EXERCISE | Extract all of the data and reproduce it precisely.

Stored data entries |
◆ ◆ ◆ ◆ ◆ ◆ ◆

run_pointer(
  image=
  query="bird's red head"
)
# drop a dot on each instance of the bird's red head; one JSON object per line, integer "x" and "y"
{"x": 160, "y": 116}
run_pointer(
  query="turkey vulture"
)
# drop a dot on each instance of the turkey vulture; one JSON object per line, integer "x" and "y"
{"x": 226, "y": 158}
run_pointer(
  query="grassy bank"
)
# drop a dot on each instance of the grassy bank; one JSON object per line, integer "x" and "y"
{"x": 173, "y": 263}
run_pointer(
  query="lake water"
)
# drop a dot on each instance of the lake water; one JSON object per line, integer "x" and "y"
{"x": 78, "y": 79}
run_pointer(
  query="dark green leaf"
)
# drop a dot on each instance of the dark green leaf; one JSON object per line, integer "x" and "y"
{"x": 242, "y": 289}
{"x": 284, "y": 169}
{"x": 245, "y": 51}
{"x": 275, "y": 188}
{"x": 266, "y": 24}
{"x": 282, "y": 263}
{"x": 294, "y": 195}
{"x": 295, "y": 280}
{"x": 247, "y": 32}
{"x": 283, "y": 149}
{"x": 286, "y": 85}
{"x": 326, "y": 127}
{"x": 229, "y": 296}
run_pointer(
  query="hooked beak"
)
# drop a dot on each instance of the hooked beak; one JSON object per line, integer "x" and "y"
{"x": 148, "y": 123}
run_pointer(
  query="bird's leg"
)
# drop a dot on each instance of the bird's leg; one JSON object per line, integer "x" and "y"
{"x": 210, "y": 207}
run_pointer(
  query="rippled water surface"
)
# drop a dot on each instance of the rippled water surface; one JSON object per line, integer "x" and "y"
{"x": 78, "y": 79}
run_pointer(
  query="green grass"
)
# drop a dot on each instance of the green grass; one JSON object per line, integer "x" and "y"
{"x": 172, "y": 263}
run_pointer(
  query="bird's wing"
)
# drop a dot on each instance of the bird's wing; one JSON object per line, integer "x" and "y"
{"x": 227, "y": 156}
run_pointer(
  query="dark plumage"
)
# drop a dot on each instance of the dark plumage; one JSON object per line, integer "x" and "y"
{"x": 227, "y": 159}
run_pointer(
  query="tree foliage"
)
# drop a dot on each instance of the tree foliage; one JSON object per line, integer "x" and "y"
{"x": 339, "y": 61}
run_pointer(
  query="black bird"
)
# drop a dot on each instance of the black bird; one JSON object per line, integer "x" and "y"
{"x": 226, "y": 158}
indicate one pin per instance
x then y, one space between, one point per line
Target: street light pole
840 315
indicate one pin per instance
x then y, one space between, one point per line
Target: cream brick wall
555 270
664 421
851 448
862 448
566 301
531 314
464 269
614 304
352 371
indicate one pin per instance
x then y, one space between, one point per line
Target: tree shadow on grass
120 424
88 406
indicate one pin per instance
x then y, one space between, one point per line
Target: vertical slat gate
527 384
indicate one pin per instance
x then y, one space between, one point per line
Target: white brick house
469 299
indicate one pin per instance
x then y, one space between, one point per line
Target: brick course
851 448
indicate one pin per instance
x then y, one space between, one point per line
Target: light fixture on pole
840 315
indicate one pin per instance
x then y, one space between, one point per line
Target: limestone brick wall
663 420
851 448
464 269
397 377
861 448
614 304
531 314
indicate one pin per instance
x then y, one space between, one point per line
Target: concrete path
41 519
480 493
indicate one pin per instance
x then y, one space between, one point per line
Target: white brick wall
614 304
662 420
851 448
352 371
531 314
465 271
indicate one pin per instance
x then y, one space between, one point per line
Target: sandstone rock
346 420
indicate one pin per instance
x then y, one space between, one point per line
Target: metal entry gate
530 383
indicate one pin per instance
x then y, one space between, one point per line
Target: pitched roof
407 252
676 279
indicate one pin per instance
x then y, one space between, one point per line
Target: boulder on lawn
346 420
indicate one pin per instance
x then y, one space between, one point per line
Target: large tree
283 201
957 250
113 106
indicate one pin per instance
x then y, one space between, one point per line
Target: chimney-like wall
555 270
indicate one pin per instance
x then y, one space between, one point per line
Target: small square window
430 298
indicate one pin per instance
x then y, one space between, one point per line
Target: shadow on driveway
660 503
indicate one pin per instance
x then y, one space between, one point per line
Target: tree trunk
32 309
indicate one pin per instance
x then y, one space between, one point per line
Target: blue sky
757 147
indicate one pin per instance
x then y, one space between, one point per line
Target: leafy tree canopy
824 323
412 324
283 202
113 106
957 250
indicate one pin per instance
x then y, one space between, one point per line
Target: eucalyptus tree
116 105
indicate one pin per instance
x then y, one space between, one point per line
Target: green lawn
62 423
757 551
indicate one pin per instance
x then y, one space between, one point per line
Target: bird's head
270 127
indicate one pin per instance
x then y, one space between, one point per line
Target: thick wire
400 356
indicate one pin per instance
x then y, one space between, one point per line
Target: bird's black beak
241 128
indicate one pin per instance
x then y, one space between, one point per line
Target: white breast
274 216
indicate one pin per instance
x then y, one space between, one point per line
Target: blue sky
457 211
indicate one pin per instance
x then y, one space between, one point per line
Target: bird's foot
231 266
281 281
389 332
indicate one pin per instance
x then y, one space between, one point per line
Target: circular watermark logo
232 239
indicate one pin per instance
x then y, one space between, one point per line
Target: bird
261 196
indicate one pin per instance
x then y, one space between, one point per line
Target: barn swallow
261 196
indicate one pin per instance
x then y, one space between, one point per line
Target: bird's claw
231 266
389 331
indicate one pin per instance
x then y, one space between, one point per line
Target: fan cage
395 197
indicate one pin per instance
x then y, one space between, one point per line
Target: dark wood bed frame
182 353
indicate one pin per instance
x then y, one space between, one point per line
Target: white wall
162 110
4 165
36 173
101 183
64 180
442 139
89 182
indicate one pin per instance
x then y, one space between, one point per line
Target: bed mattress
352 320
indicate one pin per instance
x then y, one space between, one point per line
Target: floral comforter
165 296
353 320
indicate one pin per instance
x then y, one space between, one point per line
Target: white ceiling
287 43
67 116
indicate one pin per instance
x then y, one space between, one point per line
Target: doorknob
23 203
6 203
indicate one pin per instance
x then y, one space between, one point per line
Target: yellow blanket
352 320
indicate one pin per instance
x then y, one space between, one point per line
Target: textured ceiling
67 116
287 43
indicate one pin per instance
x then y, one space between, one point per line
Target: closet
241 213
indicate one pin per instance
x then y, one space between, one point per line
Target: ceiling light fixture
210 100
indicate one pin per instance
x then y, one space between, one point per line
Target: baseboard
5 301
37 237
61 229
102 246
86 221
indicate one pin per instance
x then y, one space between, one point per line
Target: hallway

◆ ◆ ◆ ◆ ◆ ◆ ◆

FINAL RESULT |
run_pointer(
  image=
  query="bird's red head"
)
# drop a dot on each instance of the bird's red head; one JSON object per line, integer "x" and "y"
{"x": 160, "y": 116}
run_pointer(
  query="turkey vulture"
)
# drop a dot on each instance of the turkey vulture; one JSON object per line, integer "x" and "y"
{"x": 226, "y": 158}
run_pointer(
  query="grassy bank"
)
# drop a dot on each instance of the grassy bank; one JSON object per line, integer "x" and "y"
{"x": 173, "y": 263}
run_pointer(
  query="lake water"
)
# drop a dot on each instance of the lake water; one JSON object per line, integer "x" and "y"
{"x": 78, "y": 79}
run_pointer(
  query="dark green leaf"
)
# drop a dot on each instance of the dark green leaf; one JSON object per line, integer "x" and "y"
{"x": 242, "y": 289}
{"x": 284, "y": 169}
{"x": 245, "y": 51}
{"x": 275, "y": 188}
{"x": 266, "y": 24}
{"x": 282, "y": 263}
{"x": 294, "y": 195}
{"x": 295, "y": 280}
{"x": 247, "y": 32}
{"x": 283, "y": 149}
{"x": 286, "y": 85}
{"x": 326, "y": 127}
{"x": 229, "y": 296}
run_pointer(
  query="hooked beak"
)
# drop a dot on each instance of the hooked beak; one JSON object per line, integer "x" and "y"
{"x": 148, "y": 123}
run_pointer(
  query="bird's leg"
)
# drop a dot on each instance of the bird's leg; one JSON object per line, integer "x" and "y"
{"x": 210, "y": 207}
run_pointer(
  query="rippled water surface"
)
# drop a dot on each instance of the rippled water surface; one JSON object per line, integer "x" and "y"
{"x": 78, "y": 79}
run_pointer(
  query="green grass"
)
# drop a dot on each instance of the green grass; one JSON object per line, integer "x" and "y"
{"x": 172, "y": 263}
run_pointer(
  query="bird's wing"
)
# drop a dot on each instance of the bird's wing; one JSON object per line, integer "x" and "y"
{"x": 227, "y": 156}
run_pointer(
  query="dark plumage"
)
# drop a dot on each instance of the dark plumage; one JSON object per line, integer "x" and "y"
{"x": 227, "y": 159}
run_pointer(
  query="tree foliage"
)
# drop a dot on each instance of the tree foliage; one JSON object per line, integer "x" and "y"
{"x": 339, "y": 61}
run_pointer(
  query="black bird"
)
# drop a dot on each instance of the black bird; one JSON object per line, integer "x" and "y"
{"x": 226, "y": 158}
indicate one pin per instance
x then y, one space between, one point per line
Target: street light pole
840 315
indicate one pin per instance
x then y, one space between, one point per line
Target: cream brick wall
555 270
664 421
851 448
862 448
566 301
531 314
464 269
614 304
352 371
indicate one pin per instance
x then y, one space between, one point per line
Target: tree shadow on grass
120 424
88 406
indicate one pin per instance
x then y, one space between, one point per line
Target: vertical slat gate
527 384
indicate one pin per instance
x then y, one space between, one point per line
Target: white brick house
469 299
indicate one pin per instance
x then y, one space between, one point per line
Target: brick course
851 448
indicate one pin per instance
x then y, one space between, one point per line
Target: light fixture on pole
840 315
indicate one pin per instance
x then y, one space between, one point per line
Target: limestone brick wall
663 420
851 448
464 269
397 377
861 448
614 304
531 314
indicate one pin per instance
x then y, one space between, one point per line
Target: concrete path
41 519
480 493
indicate one pin per instance
x then y, one space between, one point per line
Target: white brick wall
614 304
662 420
851 448
352 371
531 314
465 271
indicate one pin per instance
x then y, one space between, one point per line
Target: sandstone rock
346 420
indicate one pin per instance
x then y, one space between, one point per line
Target: metal entry gate
530 383
indicate one pin per instance
x then y, one space between, one point per line
Target: pitched roof
407 252
676 279
indicate one pin per instance
x then y, one space between, one point per line
Target: boulder on lawn
346 420
indicate one pin per instance
x then y, one space between, one point per line
Target: large tree
283 201
957 250
113 106
indicate one pin per instance
x then y, one space between, one point per line
Target: chimney-like wall
555 270
indicate one pin per instance
x then y, one space between, one point per line
Target: small square window
430 298
indicate one pin per instance
x then y, one space between, one point per line
Target: shadow on driveway
660 503
indicate one pin per instance
x then y, one space between, one point per line
Target: tree trunk
32 309
indicate one pin per instance
x then y, one space between, one point per line
Target: blue sky
757 147
indicate one pin per instance
x then y, one space between, one point per line
Target: leafy tree canopy
824 323
412 324
283 202
113 106
957 250
indicate one pin per instance
x then y, one space between, one point per line
Target: eucalyptus tree
116 105
indicate one pin per instance
x then y, one space between, one point per line
Target: green lawn
62 423
757 551
indicate one pin per instance
x then y, one space between, one point per line
Target: bird's head
270 127
indicate one pin per instance
x then y, one space between, one point per line
Target: thick wire
400 356
indicate one pin per instance
x then y, one space between, one point per line
Target: bird's black beak
241 128
indicate one pin per instance
x then y, one space between, one point per line
Target: white breast
274 216
indicate one pin per instance
x then y, one space between, one point per line
Target: blue sky
457 211
indicate one pin per instance
x then y, one space between, one point per line
Target: bird's foot
231 266
281 281
389 332
indicate one pin per instance
x then y, one space between, one point per line
Target: circular watermark logo
232 239
indicate one pin per instance
x then y, one space between, one point per line
Target: bird
261 196
indicate one pin per instance
x then y, one space between, one point per line
Target: barn swallow
261 196
indicate one pin per instance
x then y, one space between, one point per line
Target: bird's claw
231 266
389 331
indicate one pin per instance
x then y, one space between, one point per line
Target: fan cage
395 197
indicate one pin per instance
x then y, one space between, one point per line
Target: dark wood bed frame
182 353
indicate one pin per instance
x then y, one space between, one point per line
Target: white wall
162 110
4 165
36 173
101 183
64 180
442 139
89 182
indicate one pin per instance
x then y, one space between, one point per line
Target: bed mattress
352 320
indicate one pin per instance
x then y, one space between, one point per line
Target: floral comforter
165 296
353 320
indicate one pin per instance
x then y, one space between, one point per line
Target: white ceiling
287 43
67 116
indicate one pin per instance
x then y, one space between, one point per line
Target: doorknob
23 203
6 203
indicate one pin per instance
x then y, one space between, one point per line
Target: yellow blanket
352 320
indicate one pin per instance
x then y, one space between, one point per line
Target: textured ceiling
67 116
287 43
indicate one pin per instance
x then y, one space between, one point per line
Target: closet
241 213
indicate one pin per instance
x then y, one space between, one point per line
Target: ceiling light fixture
210 100
indicate one pin per instance
x then y, one space between, one point per line
Target: baseboard
5 301
37 237
61 229
102 246
86 221
indicate one pin per instance
x then y, one space between, one point per line
Target: hallway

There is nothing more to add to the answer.